(Beginning of INFORMATION)
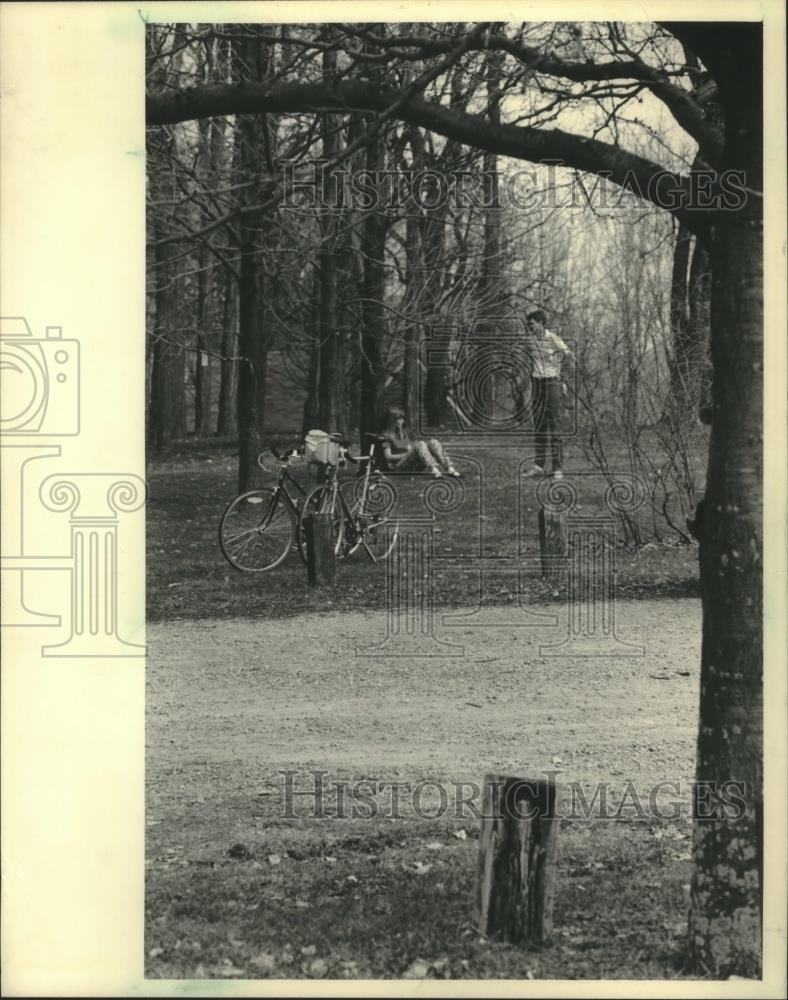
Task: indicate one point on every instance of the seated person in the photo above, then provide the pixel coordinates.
(405, 453)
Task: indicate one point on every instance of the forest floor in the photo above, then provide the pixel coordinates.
(256, 694)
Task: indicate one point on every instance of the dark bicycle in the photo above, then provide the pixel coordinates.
(260, 528)
(371, 520)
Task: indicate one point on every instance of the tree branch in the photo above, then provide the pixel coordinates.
(635, 173)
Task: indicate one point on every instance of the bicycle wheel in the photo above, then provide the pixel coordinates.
(378, 521)
(257, 531)
(318, 501)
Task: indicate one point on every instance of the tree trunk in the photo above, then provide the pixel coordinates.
(725, 907)
(491, 284)
(331, 386)
(681, 334)
(253, 352)
(373, 244)
(252, 340)
(225, 423)
(414, 281)
(700, 325)
(311, 413)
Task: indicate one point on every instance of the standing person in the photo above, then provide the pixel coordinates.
(547, 353)
(404, 453)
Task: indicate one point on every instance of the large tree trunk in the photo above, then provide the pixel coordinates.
(725, 909)
(491, 282)
(332, 368)
(680, 353)
(252, 341)
(414, 281)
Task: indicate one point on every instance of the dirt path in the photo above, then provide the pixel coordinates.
(232, 702)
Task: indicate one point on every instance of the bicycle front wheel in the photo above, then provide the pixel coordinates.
(257, 531)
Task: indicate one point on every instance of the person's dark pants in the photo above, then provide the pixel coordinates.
(546, 409)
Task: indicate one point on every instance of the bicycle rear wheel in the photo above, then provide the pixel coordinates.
(257, 531)
(318, 501)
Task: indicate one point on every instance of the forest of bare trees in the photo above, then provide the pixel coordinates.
(323, 198)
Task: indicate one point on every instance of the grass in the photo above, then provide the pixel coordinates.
(313, 899)
(187, 576)
(234, 890)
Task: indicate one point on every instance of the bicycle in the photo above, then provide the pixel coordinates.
(372, 520)
(260, 528)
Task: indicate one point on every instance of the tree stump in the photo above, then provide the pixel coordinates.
(517, 859)
(321, 562)
(552, 543)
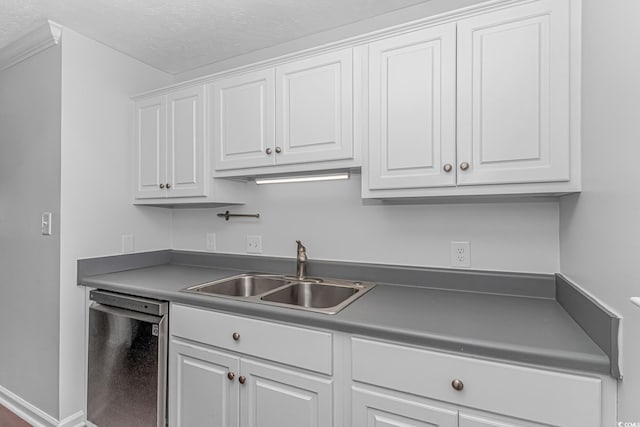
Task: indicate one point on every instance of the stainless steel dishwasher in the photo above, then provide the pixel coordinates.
(127, 361)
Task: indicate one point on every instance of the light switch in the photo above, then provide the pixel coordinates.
(45, 225)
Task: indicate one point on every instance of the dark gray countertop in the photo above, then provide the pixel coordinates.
(515, 328)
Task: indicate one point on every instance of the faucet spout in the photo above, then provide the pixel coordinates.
(301, 261)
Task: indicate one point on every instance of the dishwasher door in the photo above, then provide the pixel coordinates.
(126, 365)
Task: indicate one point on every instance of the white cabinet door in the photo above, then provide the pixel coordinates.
(150, 147)
(379, 409)
(200, 391)
(274, 396)
(513, 95)
(243, 120)
(477, 419)
(314, 109)
(186, 151)
(412, 133)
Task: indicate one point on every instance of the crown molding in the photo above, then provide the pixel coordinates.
(30, 44)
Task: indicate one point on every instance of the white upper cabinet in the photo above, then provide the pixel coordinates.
(186, 153)
(170, 154)
(314, 106)
(486, 105)
(513, 95)
(150, 147)
(298, 113)
(243, 122)
(412, 126)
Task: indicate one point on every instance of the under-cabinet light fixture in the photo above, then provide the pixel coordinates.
(302, 178)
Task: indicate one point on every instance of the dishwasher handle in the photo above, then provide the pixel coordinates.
(130, 302)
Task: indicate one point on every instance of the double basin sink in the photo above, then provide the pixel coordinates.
(320, 295)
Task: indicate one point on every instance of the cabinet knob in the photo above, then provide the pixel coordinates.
(457, 384)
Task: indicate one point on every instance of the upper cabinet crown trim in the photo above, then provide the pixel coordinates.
(34, 42)
(344, 43)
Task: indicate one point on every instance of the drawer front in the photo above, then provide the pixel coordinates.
(529, 393)
(304, 348)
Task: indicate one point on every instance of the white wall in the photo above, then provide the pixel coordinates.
(96, 200)
(408, 14)
(600, 229)
(29, 262)
(336, 224)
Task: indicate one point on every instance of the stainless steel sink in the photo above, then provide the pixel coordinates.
(319, 295)
(244, 285)
(311, 295)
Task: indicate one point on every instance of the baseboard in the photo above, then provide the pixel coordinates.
(35, 416)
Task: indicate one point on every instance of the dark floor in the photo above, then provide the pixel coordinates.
(9, 419)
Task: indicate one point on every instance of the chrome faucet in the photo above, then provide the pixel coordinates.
(301, 261)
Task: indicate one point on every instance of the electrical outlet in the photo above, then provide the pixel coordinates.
(460, 254)
(211, 241)
(254, 244)
(45, 224)
(128, 243)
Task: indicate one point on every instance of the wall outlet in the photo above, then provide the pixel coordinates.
(128, 243)
(45, 224)
(211, 241)
(460, 254)
(254, 244)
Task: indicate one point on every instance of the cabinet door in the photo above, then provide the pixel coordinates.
(200, 391)
(513, 95)
(314, 109)
(274, 396)
(186, 153)
(243, 120)
(379, 409)
(412, 109)
(477, 419)
(150, 148)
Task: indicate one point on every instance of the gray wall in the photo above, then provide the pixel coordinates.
(30, 262)
(600, 228)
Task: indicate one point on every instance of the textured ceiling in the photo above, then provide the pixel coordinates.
(180, 35)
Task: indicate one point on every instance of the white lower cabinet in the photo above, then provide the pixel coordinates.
(200, 392)
(381, 408)
(219, 381)
(477, 392)
(275, 396)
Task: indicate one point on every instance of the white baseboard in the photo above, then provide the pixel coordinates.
(35, 416)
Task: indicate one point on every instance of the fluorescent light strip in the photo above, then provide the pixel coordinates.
(308, 178)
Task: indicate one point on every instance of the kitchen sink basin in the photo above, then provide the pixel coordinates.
(311, 295)
(244, 285)
(321, 295)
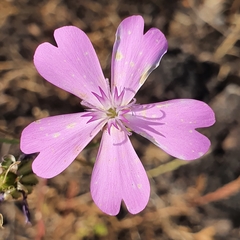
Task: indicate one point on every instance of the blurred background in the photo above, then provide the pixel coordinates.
(197, 201)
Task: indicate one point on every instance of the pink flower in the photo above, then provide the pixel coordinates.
(118, 173)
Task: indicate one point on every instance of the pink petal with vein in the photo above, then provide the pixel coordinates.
(118, 175)
(171, 126)
(59, 140)
(135, 55)
(72, 65)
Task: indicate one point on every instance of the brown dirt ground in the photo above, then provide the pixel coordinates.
(202, 63)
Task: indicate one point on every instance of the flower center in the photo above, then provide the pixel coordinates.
(112, 113)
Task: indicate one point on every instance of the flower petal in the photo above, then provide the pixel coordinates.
(59, 140)
(171, 126)
(135, 55)
(73, 65)
(118, 175)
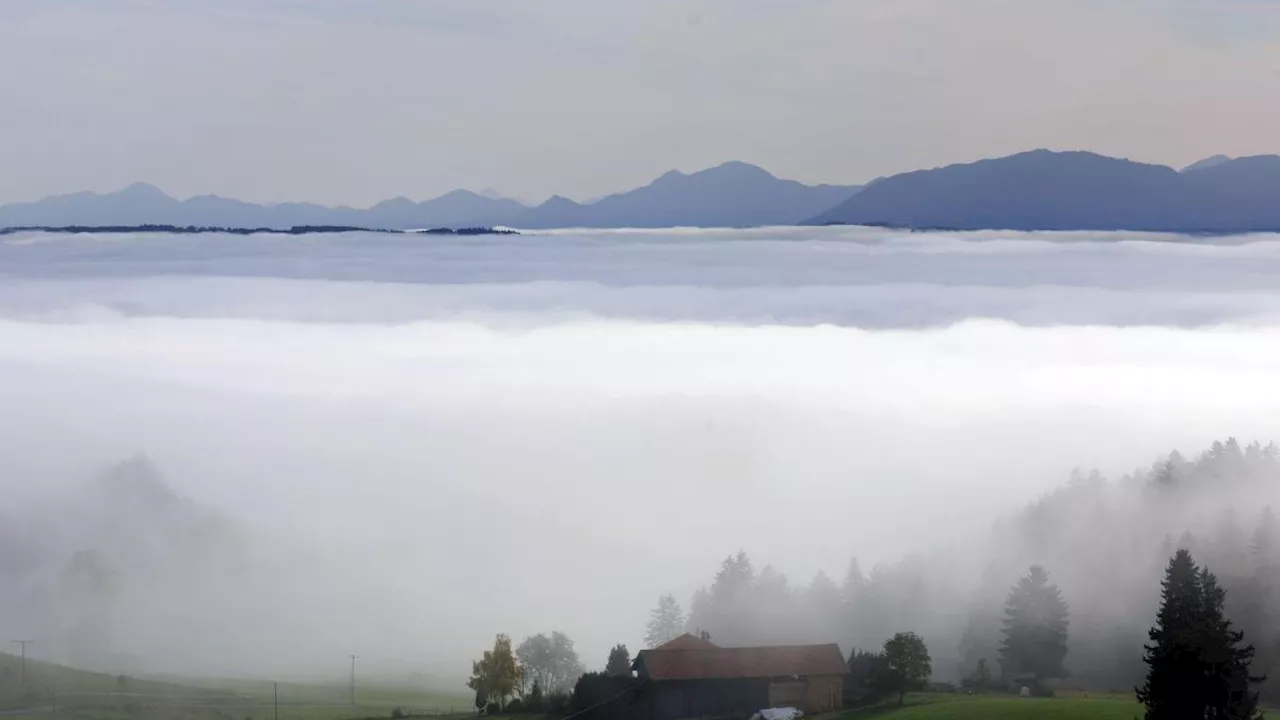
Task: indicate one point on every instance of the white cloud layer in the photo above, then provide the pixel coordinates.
(549, 431)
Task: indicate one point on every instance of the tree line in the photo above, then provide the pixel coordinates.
(542, 674)
(987, 615)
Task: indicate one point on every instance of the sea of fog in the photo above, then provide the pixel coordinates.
(434, 440)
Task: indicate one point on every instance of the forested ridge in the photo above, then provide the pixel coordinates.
(1102, 542)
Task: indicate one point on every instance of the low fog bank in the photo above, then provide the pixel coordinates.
(855, 277)
(314, 468)
(406, 491)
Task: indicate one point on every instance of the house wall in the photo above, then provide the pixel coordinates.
(789, 693)
(826, 693)
(676, 700)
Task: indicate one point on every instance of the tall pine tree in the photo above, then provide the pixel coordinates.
(1196, 665)
(1034, 629)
(End of INFORMATION)
PROBLEM TO WORK ON: Please set down the records exactly, and keep every image out of the copy.

RESULT:
Task: indicate one point on every instance of the seated person in the photo above, then provide the pixel coordinates.
(405, 453)
Task: indicate one point on every instance of the forest floor in the photo above, then provide the pixel coordinates.
(256, 694)
Task: indicate one point on every instance of the dark bicycle in the photo above, then provide the pixel coordinates.
(260, 528)
(371, 520)
Task: indicate one point on every instance of the tree branch in the photo above, then provide the pixel coordinates.
(635, 173)
Task: indicate one point on every instance of the bicycle wheel in the photo above, then provide the pixel coordinates.
(378, 521)
(257, 531)
(318, 501)
Task: indicate one point on every instance of the tree trunk in the photo above, then provide the pixel coordinates.
(725, 907)
(491, 284)
(331, 386)
(681, 334)
(253, 352)
(373, 244)
(252, 340)
(225, 423)
(414, 281)
(700, 325)
(311, 413)
Task: indicate one point on every instance of the standing person in the photo above, then provide the pixel coordinates.
(547, 353)
(404, 453)
Task: indicate one point on every instance of the large tree trunk in the photo above, then provide the pixel coordinates.
(725, 909)
(491, 282)
(332, 368)
(680, 353)
(252, 341)
(414, 281)
Task: indicate one point on every instance of the dirt path in the photo above, then provide the pixel coordinates.
(232, 702)
Task: indicate one point on every instance of the bicycle front wheel in the photo above, then provide the pixel coordinates.
(257, 531)
Task: indicate one point on every instance of the person's dark pants in the photo above, then provide the pixel coordinates.
(546, 409)
Task: indicate one point on every instance of the bicycle rear wheel in the photo above, then provide the pixel coordinates.
(257, 531)
(318, 501)
Task: indicate one point on every instance of the forest of bare trees in the photo above, then provide the pixel coordinates.
(323, 198)
Task: indicate one point on every instance of the grass in the photo above, then provide the pixel coordinates.
(313, 899)
(187, 576)
(234, 890)
Task: indicate one point on every instance of the bicycle in the photo above, then provide the pixel coordinates.
(372, 520)
(260, 528)
Task: indicate one point on every instance of the tree stump in the photo above, then provide the pixel coordinates.
(517, 859)
(321, 562)
(552, 543)
Task: indicate one point on every instance of the stainless steel dishwasher in the photo above, then provide the pixel coordinates.
(127, 361)
Task: indicate one point on every instance of the light switch in the photo above, then provide the pixel coordinates.
(45, 225)
Task: indicate one point on every instance of the dark gray countertop in the photo above, then provide the pixel coordinates.
(515, 328)
Task: indicate one point on every instance of the faucet spout in the photo above, then provide the pixel coordinates.
(301, 261)
Task: indicate one point on every instance of the dishwasher door in the photo above, then provide the pixel coordinates.
(126, 365)
Task: indicate one point on every instance of the white cabinet door in the photo above, then provide the pixel coordinates.
(150, 147)
(379, 409)
(200, 391)
(274, 396)
(513, 95)
(243, 120)
(477, 419)
(314, 109)
(186, 151)
(412, 133)
Task: indicate one point on every instance of the crown molding in the photo above, then provide the pixel coordinates.
(30, 44)
Task: indicate one point on every instance of the white upper cabinet in the photo above, then provide the pixel coordinates.
(186, 153)
(170, 154)
(314, 106)
(486, 105)
(513, 95)
(150, 147)
(298, 113)
(243, 122)
(412, 126)
Task: indicate one point on every instance of the under-cabinet light fixture in the photo above, then provide the pixel coordinates.
(302, 178)
Task: indicate one point on every instance of the dishwasher handle in the photo above, then provide the pixel coordinates.
(130, 302)
Task: indicate one point on every instance of the double basin sink in the photo above, then provide the pixel coordinates.
(320, 295)
Task: indicate one point on every instance of the cabinet knob in the photo above, then provide the pixel coordinates.
(457, 384)
Task: indicate one point on every instance of the upper cabinet crown trim in the photo above, then provide the pixel coordinates.
(34, 42)
(344, 43)
Task: indicate one point on every instance of the drawer front in the photo above, then provide the pixel coordinates.
(529, 393)
(304, 348)
Task: indicate one point on every instance of the white wall in the photo above, then provide the pixel coordinates.
(96, 200)
(408, 14)
(600, 229)
(29, 262)
(336, 224)
Task: indicate one point on every instance of the stainless steel sink in the photo above, then provide the pixel coordinates.
(319, 295)
(244, 285)
(311, 295)
Task: indicate one point on every instance of the baseboard in the photo above, then provide the pixel coordinates.
(35, 416)
Task: indicate one point on every instance of the dark floor in the photo above, then provide the pixel coordinates.
(9, 419)
Task: indicate one point on every instance of the chrome faucet in the photo above, then provide the pixel coordinates.
(301, 261)
Task: indicate one point on every instance of the electrical outlet in the photo above, then provide the pixel coordinates.
(460, 254)
(211, 241)
(254, 244)
(45, 224)
(128, 243)
Task: indicate one point on every instance of the wall outlet in the photo above, then provide the pixel coordinates.
(128, 243)
(45, 224)
(211, 241)
(460, 254)
(254, 244)
Task: indicate one point on every instance of the cabinet door in the photo above, then provide the pixel coordinates.
(200, 391)
(513, 95)
(314, 109)
(274, 396)
(186, 153)
(243, 120)
(379, 409)
(412, 109)
(477, 419)
(150, 148)
Task: indicate one point on every instance of the gray wall in the photo above, then provide the pixel coordinates.
(30, 262)
(600, 228)
Task: indicate one point on every instance of the textured ceiling in the photo above, then provide the pixel coordinates.
(180, 35)
Task: indicate one point on every instance of the white lower cabinet in the photo above, then provide the pixel coordinates.
(200, 392)
(381, 408)
(219, 381)
(477, 392)
(275, 396)
Task: indicate one point on every instance of the white baseboard in the photo above, then provide the pixel coordinates.
(35, 416)
Task: indicate one point on every instance of the fluorescent light strip in the photo above, then provide the pixel coordinates.
(308, 178)
Task: indicate one point on every instance of the kitchen sink basin in the photo above, then provide the pixel coordinates.
(311, 295)
(244, 285)
(321, 295)
Task: indicate one point on every instance of the blurred background in the photo above, then provide the pixel coordinates.
(197, 201)
Task: indicate one point on every instance of the pink flower in the photo above, then provide the pixel coordinates.
(118, 173)
Task: indicate one point on every instance of the pink petal with vein in the photo above, then provide the pixel coordinates.
(118, 175)
(171, 126)
(59, 140)
(135, 55)
(72, 65)
Task: indicate one point on every instance of the brown dirt ground in the photo above, then provide the pixel coordinates.
(202, 63)
Task: indicate one point on every instance of the flower center in the photo above, then provide the pixel coordinates.
(112, 113)
Task: indicate one point on every instance of the flower petal in the photo above, then provide the pixel coordinates.
(59, 140)
(171, 126)
(135, 55)
(73, 65)
(118, 175)
Task: indicate one point on every instance of the white cloud layer in the photo above, then provide the pixel coordinates.
(549, 431)
Task: indicate one point on every instance of the tree line in the photo above, then provide the pixel coordinates.
(542, 674)
(987, 615)
Task: indicate one point on every instance of the sea of fog in the photo above, then provide the pixel coordinates.
(434, 440)
Task: indicate one point on every instance of the forested ridge in the photo above, then provide the pixel coordinates.
(1102, 542)
Task: indicate one point on every instance of the low fog bank in the photo above, then provide the pixel coordinates.
(855, 277)
(314, 468)
(406, 491)
Task: indicate one point on every instance of the house wall in the photo above, then provide the pixel coordinates.
(789, 693)
(826, 693)
(676, 700)
Task: indicate one point on every instance of the tall pine tree in the photo above, then provide the pixel coordinates.
(1196, 665)
(1034, 629)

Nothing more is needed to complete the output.